Reading text
┏━━

Homeboyzluv69 wants to meet a good gurl with intelagince.
Me: Shut up.
Mredwilbury writes “A horse is a horse, of course, of course, And no one can talk to a horse of course. That is, of course, unless the horse is the famous Mr. Ed. Go right to the source and ask the horse. He'll give you the answer that you'll endorse. He's always on a steady course. Talk to Mr. Ed. People yakkity yak a streak and waste your time of day But Mister Ed will never speak unless he has something to say. A horse is a horse, of course, of course, And this one'll talk 'til his voice is hoarse. You never heard of a talking horse? Well listen to this. I am Mister Ed.”
Me: …the fuck?
Him: Pussy lover here.
Me: I will kill you. Oh for gods’ sake, grow up. I’m sure that never works.
Him: I am sure you like cock and sometimes it does lol
Him: Do you have any problems with a guy that has a foot fetish
Me: Do you have any problems with a woman that has a plastic fetish?
Him: No.
Me: Super.
Him: Hi baby… how are you?
Me: Who the fuck does this one think he is?
HardTounge says he thinks I’m real cute. That is not a typo in his screen name.
Syko79 says ‘sup laadiez.
Me: No. Just, no.
Cleve33 says “well, my mom thinks I’m a catch.”
Me: My mom would eat you alive.
Freekernut says “Mmmmmm.”
Me: Does rejection taste yummy? I’m an asshole, I know.
Him: Where you live, girl? Ill cum take care o u real gooood.
Me: What idiot made you ever believe it was okay to say something like that?!
Him: You’re mom.
Me: No, actually, I’m not.
Him: What the hell u talkin bout btch?
Me: I am not mom.
Deliciousjuicy is looking for a relationship, has some college, and whose job is listed as “life” (Hard Knocks?). About Deliciousjuicy says that he is Tall &sexi, has 2 kids, loves them both (Well, that’s good, at least you don’t despise one of them). He calls himself that “rude man” because he’d rather hurt your feelings than lie to you.
Goodman69 writes, “so, is you all that?”
Me: Ouch. My eyes.
Him: Hey beautiful
Me: Hello, how are you this cold winter night?
Him: Would be better if you helped keep me warm
Me: How is this okay? I don’t know what it is, but this annoys me. Omgs. Honestly. Not sure when you guys will realize that in order to capture a good, decent woman (which, by the way, seems to be what everyone is looking for and is stated on your profile), you have to actually say something less sleazy and something a bit more respectful. Another one bites the dust, but I always feel obligated to let you guys know that if you don’t want a drama scag, then perhaps you shouldn’t treat every woman as if she were one.
And spare me the "I didn’t mean anything dirty by it" spiel. Seriously... If you really are looking for a good woman with healthy values, as it states in your profile, find a better way to converse than using the first line to let her know how badly you want to touch her. Save that stuff for later.
Him: Wow......no you're way off. I never said anything sleazy at all. People cuddle and technically that wasn't an opening line. Hey beautiful was an opening line.....big difference. And I'm truly sorry if you've had a bad line of lame lovers but you don't need to take your past out on me because you only are constantly thinking of negative thoughts. If you're that depressed and negative maybe you should work on yourself before thinking everything is sexual. I was being nice but I guess you can't handle nice. But from what I see and what you have said I see why.

┗━━

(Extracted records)
┏━━

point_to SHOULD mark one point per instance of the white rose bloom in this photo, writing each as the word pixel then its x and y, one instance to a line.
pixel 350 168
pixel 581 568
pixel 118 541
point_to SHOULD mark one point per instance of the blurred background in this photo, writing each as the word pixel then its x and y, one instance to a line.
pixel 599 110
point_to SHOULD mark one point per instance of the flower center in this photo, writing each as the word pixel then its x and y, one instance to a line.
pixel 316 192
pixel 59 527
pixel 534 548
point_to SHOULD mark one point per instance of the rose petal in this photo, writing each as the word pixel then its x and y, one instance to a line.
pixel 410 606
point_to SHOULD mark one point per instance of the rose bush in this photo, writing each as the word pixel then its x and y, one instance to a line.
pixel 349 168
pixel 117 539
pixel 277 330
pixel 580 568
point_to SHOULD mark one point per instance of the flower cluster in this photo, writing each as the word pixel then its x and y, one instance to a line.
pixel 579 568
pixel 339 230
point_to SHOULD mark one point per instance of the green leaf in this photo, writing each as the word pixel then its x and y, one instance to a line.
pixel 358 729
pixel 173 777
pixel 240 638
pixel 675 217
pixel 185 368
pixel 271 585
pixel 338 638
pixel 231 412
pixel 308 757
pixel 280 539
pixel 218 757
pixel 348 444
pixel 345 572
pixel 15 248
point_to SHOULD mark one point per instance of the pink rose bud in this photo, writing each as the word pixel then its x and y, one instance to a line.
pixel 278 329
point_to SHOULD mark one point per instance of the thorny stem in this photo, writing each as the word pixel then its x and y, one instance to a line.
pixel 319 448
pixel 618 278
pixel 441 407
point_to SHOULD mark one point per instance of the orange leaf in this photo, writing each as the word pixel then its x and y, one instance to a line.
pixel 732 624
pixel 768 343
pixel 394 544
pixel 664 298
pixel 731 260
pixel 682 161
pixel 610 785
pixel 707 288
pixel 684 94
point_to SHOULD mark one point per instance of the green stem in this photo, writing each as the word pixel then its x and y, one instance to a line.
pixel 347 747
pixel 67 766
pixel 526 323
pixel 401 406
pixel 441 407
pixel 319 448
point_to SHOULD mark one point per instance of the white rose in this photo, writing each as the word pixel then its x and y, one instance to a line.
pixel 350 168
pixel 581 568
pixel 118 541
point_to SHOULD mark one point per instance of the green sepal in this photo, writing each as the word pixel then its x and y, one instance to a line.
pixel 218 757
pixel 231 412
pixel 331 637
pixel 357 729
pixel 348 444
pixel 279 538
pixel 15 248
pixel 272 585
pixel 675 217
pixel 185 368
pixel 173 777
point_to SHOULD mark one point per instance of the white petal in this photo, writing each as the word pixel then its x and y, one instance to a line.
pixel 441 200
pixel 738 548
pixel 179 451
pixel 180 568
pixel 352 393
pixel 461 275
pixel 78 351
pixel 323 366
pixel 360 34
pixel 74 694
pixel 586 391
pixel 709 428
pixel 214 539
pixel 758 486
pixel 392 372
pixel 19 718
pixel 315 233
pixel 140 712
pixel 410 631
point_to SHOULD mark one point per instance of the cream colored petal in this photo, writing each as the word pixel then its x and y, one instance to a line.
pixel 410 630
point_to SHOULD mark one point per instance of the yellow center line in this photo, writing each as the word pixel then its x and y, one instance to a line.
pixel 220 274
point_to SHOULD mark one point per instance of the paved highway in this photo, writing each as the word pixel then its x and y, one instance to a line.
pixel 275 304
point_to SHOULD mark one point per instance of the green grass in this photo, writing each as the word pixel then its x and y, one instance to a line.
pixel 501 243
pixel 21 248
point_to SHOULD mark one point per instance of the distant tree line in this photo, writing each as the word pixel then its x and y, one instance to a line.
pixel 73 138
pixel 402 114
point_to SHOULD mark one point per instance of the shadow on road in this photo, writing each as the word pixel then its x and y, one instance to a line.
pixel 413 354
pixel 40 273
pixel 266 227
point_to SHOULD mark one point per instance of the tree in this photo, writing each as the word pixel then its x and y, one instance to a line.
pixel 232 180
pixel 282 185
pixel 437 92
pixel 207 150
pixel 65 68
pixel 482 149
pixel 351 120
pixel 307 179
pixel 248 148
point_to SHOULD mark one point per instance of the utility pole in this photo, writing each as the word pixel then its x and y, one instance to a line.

┗━━

Edit the dating-site exchange from "Me: My mom would" to "something like that?!", putting "refusal" where "rejection" stands. Work only from the dating-site exchange.

Solved exercise
Me: My mom would eat you alive.
Freekernut says “Mmmmmm.”
Me: Does refusal taste yummy? I’m an asshole, I know.
Him: Where you live, girl? Ill cum take care o u real gooood.
Me: What idiot made you ever believe it was okay to say something like that?!